◆ **Activity**: Repeat each entry below exactly as it stands.
(Data section)
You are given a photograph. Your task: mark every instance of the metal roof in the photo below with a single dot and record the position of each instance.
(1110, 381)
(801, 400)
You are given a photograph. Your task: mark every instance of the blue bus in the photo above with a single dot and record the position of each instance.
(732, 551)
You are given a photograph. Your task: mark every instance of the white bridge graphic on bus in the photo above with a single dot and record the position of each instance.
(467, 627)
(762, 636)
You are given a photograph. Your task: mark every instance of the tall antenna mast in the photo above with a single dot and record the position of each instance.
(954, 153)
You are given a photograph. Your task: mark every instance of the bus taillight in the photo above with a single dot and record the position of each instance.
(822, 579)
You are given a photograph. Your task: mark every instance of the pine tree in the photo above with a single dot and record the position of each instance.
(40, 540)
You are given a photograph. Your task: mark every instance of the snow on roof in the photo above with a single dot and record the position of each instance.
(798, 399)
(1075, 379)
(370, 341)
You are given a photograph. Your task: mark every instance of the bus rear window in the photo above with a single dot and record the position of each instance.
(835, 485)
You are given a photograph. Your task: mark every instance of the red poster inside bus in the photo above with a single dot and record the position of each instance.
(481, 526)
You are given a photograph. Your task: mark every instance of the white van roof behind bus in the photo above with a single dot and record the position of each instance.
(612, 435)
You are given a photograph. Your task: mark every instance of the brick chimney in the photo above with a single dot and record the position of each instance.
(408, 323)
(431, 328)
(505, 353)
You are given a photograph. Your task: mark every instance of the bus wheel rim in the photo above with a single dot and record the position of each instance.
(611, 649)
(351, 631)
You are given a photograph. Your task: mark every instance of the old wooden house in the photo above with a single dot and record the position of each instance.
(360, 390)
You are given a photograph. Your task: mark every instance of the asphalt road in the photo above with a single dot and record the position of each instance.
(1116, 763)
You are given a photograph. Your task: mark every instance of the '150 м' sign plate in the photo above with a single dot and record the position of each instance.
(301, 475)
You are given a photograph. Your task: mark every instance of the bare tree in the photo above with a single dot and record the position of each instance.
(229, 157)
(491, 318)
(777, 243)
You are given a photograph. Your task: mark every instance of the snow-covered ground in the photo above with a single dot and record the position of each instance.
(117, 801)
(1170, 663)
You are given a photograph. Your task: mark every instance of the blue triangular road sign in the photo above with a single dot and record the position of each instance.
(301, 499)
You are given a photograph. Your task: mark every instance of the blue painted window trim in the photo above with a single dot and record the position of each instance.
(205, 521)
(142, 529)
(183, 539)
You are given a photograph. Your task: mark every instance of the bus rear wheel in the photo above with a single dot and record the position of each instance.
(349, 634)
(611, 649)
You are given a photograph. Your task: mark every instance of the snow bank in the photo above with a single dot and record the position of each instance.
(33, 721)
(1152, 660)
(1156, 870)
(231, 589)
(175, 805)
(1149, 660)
(End Data section)
◆ **Problem solution**:
You are given a photograph. Your task: mark every instance of the metal roof in the photo below with a single dot and record the position of each instance.
(1110, 381)
(801, 400)
You are given a photograph. Your task: mark every instance of the blue bus in the photo above with a single dot and record the position of each instance.
(732, 551)
You are given a photograph. Your task: mark every instance of the white bridge graphic on bus in the photo above with a single dot and record the position of each instance.
(467, 627)
(762, 636)
You are given a photograph. Your task: mark every instance of the tall antenna mast in the photo above with a single dot and record the position of each instance.
(954, 153)
You are given a photograph. Your task: mark every instance of the bus taillight in the photo above with a single dot and record the position of each instance.
(822, 579)
You are given a photograph. Your task: mark every instance of the pine tree in the photo above with a single dot and record the position of each instance.
(40, 540)
You are given a photograph. Your task: mark every instance of the snow on roof in the photo above with a single dot and record the position of each instance.
(798, 399)
(1075, 379)
(370, 341)
You are given a photograph. Your task: mark every instance of the bus rear window in the photo above with a single dot and record the position of each instance.
(835, 485)
You are given a photograph. Your task: mark every instance of the red poster inside bus in the photo above with a single dot and record the position of each instance.
(481, 526)
You are given a photograph. Your task: mark every instance of the white van roof behind bus in the photo above with a single dot and record the position of each instance.
(612, 435)
You are given a photograph. Your task: mark every instance of the brick chimney in the photo above with a single dot and record the position of each instance.
(408, 323)
(431, 328)
(505, 353)
You are given a photograph. Your task: mark every instance of the bus wheel rim in the photo above with a single dot and record the position of each instance.
(611, 649)
(351, 631)
You are given a photograph. Your task: mark every instance of the old wooden house in the photo above with a single dot and record the position of each instance.
(360, 390)
You are given a photograph. Your task: mark every instance of the asphalt road in the photo above with a single dot and record the position of each instance.
(1116, 763)
You are given a photograph. Your task: mark every instance of the '150 м' sign plate in the photo above with a single dot and record the position of each instance.
(301, 475)
You are given a photograph. Your task: mark every instance of the bare tree in the photo above with a single dot and record the position of each instance.
(229, 157)
(491, 318)
(777, 243)
You are given a photograph. Your task: mark every instance of the snow-covered ground in the photo above with a single dot and record the position of each instance.
(117, 801)
(1170, 663)
You are given a photograph. Your task: mark every instance of the blue triangular road sign in the photo above with a single dot and record the position of each instance.
(301, 499)
You are given a photograph. Your task: mark every instance of the blue painted window trim in the photo above with a single dot and record the position of each instance.
(205, 521)
(142, 529)
(183, 539)
You are given a photograph. Your task: mark every instance of the bus rear wheel in the photo above with a single dot and record the position of each instance.
(349, 634)
(611, 649)
You are given a photograph. Your task: mark every instance of the snow bank in the photo above with a single dot and record the position of each instance.
(33, 721)
(1152, 660)
(1156, 870)
(231, 589)
(175, 805)
(1149, 660)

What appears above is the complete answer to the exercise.